WRITTEN TASK: Could you copy every one of the rows below word for word, with no changes?
· · · · ·
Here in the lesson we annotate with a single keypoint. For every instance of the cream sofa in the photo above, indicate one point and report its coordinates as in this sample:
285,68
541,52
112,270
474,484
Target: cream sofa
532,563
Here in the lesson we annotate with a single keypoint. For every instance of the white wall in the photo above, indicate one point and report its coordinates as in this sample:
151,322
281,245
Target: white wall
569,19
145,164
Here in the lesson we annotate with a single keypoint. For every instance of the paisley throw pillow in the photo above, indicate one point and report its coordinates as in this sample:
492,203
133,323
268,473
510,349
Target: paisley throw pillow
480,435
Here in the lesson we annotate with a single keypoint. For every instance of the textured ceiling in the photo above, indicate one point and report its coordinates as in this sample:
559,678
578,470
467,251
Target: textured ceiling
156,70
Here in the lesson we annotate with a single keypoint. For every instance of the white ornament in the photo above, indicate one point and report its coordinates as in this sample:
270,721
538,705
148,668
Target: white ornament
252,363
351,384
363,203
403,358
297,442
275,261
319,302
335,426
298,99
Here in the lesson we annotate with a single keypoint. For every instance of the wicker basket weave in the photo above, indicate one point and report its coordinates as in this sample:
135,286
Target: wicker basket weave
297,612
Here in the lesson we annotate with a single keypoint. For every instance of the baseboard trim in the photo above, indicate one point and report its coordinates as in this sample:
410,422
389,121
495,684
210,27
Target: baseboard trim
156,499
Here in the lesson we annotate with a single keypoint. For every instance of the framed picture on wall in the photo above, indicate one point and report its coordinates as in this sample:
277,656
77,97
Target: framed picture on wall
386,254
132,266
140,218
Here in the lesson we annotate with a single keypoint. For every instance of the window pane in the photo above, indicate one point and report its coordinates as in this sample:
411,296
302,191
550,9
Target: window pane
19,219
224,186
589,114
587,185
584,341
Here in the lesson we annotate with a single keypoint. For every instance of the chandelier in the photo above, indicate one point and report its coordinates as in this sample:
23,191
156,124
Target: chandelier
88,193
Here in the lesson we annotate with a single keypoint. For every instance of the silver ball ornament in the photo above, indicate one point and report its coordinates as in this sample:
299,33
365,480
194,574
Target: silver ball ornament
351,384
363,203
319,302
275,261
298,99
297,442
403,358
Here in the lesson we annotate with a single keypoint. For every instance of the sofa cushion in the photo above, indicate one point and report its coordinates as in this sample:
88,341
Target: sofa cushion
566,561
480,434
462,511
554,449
· · · · ·
SOLUTION:
Here in the lesson we annotate with a single keypoint. For every instance of the cream sofa in the photo above, indicate one point and report its coordinates as in this sample:
285,68
541,52
112,270
474,484
Target: cream sofa
532,563
Here in the lesson we annotate with a single keypoint. For every instance of the white wall in the photo above, indicate one point and report its coordinates as in this sample:
151,322
281,245
Target: white wall
569,19
145,164
Here in the lesson we annotate with a single keypoint. For every instance of the paisley throw pillow in the photo above, indicate one point and report its coordinates as in this sample:
492,203
133,323
268,473
510,349
Target: paisley throw pillow
480,435
Here in the lesson we annotate with a single keypoint. For every instance of the textured ceiling in the photo above, indicate one point and report its coordinates as in this sample:
559,678
578,470
467,251
Target: textured ceiling
156,70
Here in the lesson we annotate with a single keypoint. For every instance of the white ornament in the photo above, indicate one point and report its coordinates as in this sample:
270,721
538,705
148,668
Target: white ornament
252,363
351,384
363,203
403,358
297,442
275,261
319,302
335,426
298,99
Here in the lesson we annotate with a single keypoint. For every instance of the wicker basket weave in the photo above, indicate one point and report its coordinates as in this sample:
135,286
Target: wicker basket weave
297,612
Here in the lesson we annotate with a single keypoint. For every instance of the baseboard trim in the photo above, indicate one point and report its coordinates as in this sample:
410,422
389,121
495,684
210,27
Target: baseboard trim
156,499
Here in the lesson we annotate with a single keypoint. For every instance of the framed picture on wall in the photo above, indicate one point and report its coordinates as in this sample:
277,656
77,97
Target: framed picture on wall
386,254
132,266
140,218
Here in the lesson we annotate with a single keypoint. For every instance of the window pane in the photo above, indicate one point and report its coordinates as in this sample:
411,296
302,191
550,9
Target: window pane
19,219
224,186
589,114
587,185
584,341
Here in the lesson we annotate with a single keypoint. For every instance of the chandelier in the photo above, indicate one point and report its coordinates as in this sample:
23,191
156,124
Target: chandelier
88,193
Here in the lesson we annotate with a single keypoint. For every instance of the silver ball ornament in the photo above, indicate one point and report its coordinates as in this sample:
299,33
365,480
194,574
Target: silver ball ornament
351,384
363,203
319,302
275,261
298,99
297,442
403,358
Here in the lesson we annotate with a single keypoint. For every instance of the sofa cushion in the photo above, indicate one point and report its coordinates as in this sample:
88,341
Target: sofa cushion
566,561
480,434
462,511
554,449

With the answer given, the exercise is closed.